• [Texte fourni]
Cette séance inaugurale aura eu le mérite de poser un certain nombre des enjeux principaux de ce séminaire, en traversant des productions tant scientifiques qu’artistiques, envisagées non pas comme des objets finis mais bien dans leur processus d’élaboration. Les discussions qui s’en sont suivies témoignent bien de la multiplicité des terrains d’étude sur lesquels peuvent se déployer de telles réflexions : sciences cognitives, anthropologie des mathématiques ou encore les travaux de Lévi-Strauss sur le sorcier et sa magie.

Axelle Grégoire : « Terra Forma : retour sur un projet de cartographies alternatives et expérimentales des écosystèmes territoriaux » (30 novembre 2023)

La deuxième séance de ce séminaire intitulée « Terra Forma : Retour sur un projet de cartographies alternatives et expérimentales des écosystèmes territoriaux » nous a permis de découvrir le travail d’Axelle Grégoire le 30 novembre 2023. Architecte de formation, Axelle Grégoire est l’une des autrices de l’ouvrage Terra Forma. Manuel de cartographies potentielles (éditions B42) dont elle nous a présenté les enjeux et la genèse d’un projet interdisciplinaire, au croisement des sciences et des arts. Comme le souligne très bien le titre, il s’agit d’un manuel qui propose un ensemble d’outils s’adressant aussi bien à des lecteurs qu’à des utilisateurs. Dans son introduction à la séance, Laetitia Ogorzelec-Guinchard (Pr de sociologie / LaSA), organisatrice du séminaire, nous explique que l’ensemble des cartes qu’il regroupe nous invite à redécouvrir autrement un environnement familier, à repenser les relations écologiques d’un territoire, et à s’interroger sur leur apparence qui déstabilise nos repères habituels. Les cartes de Terra Forma frappent aussi bien par la beauté que par l’originalité de leur tracé puisqu’elles adoptent une forme circulaire – ou plutôt spiralaire : c’est qu’il s’agit de renverser une vision zénithale du terrestre, et de trouver le moyen de se réoutiller conceptuellement pour le faire. Ce geste fondateur et inaugural est présenté dans le premier chapitre de l’ouvrage, qui se propose de développer une anamorphose qui renverse notre manière d’envisager l’espace : l’atmosphère se retrouve au centre, et se déploie autour des différents niveaux de sol jusqu’à ce que notre regard se trouve englobé et enfermé par le centre de la terre. L’ensemble de la démarche cherche à déployer ce nouveau point de vie (et non point de vue) incarné par le dessin, qui nous déplace de la surface vers l’intérieur de la représentation.

• [Série d'exercices]
1. D'après le texte fourni, quelle est la formation d'Axelle Grégoire ?
2. Reproduisez le passage du texte fourni qui commence par « Cette séance inaugurale » et se termine par « et sa magie. ».

• [Entrées de données]
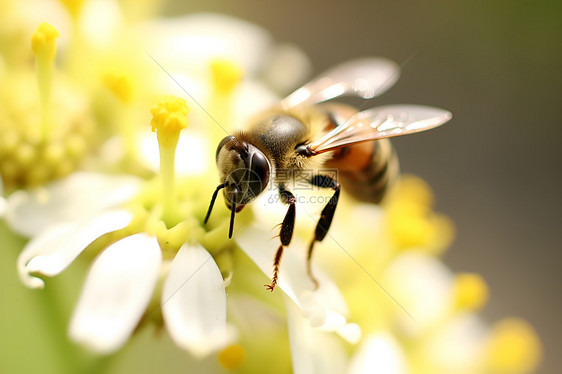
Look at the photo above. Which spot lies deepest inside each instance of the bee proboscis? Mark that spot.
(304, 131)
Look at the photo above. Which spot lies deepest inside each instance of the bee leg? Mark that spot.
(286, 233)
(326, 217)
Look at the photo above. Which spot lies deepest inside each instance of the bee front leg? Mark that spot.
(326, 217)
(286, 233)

---

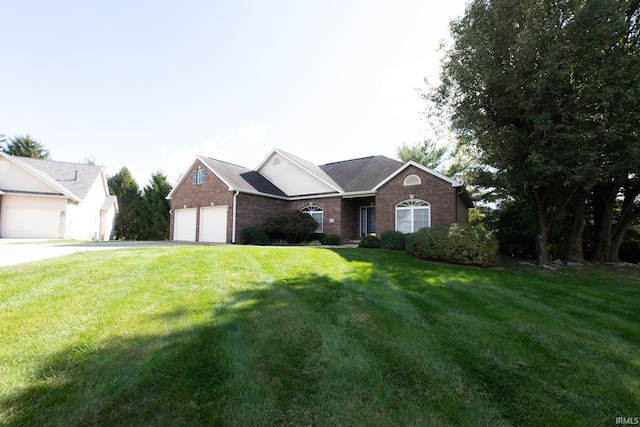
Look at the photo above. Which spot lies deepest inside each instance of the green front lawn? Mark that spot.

--

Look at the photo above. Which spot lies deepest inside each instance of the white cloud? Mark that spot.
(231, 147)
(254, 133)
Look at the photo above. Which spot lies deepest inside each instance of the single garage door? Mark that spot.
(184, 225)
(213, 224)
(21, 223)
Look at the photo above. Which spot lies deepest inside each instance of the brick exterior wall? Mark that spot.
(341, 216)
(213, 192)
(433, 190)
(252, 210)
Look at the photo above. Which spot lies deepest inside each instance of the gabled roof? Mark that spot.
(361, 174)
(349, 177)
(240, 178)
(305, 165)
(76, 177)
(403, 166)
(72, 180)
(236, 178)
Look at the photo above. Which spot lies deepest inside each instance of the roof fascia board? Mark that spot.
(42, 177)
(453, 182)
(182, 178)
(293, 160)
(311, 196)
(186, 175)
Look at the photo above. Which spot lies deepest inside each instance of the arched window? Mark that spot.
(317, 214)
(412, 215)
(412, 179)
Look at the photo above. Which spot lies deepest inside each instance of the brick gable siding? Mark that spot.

• [Solutions ci-dessous]
1. Elle est architecte de formation.

2.
Cette séance inaugurale aura eu le mérite de poser un certain nombre des enjeux principaux de ce séminaire, en traversant des productions tant scientifiques qu’artistiques, envisagées non pas comme des objets finis mais bien dans leur processus d’élaboration. Les discussions qui s’en sont suivies témoignent bien de la multiplicité des terrains d’étude sur lesquels peuvent se déployer de telles réflexions : sciences cognitives, anthropologie des mathématiques ou encore les travaux de Lévi-Strauss sur le sorcier et sa magie.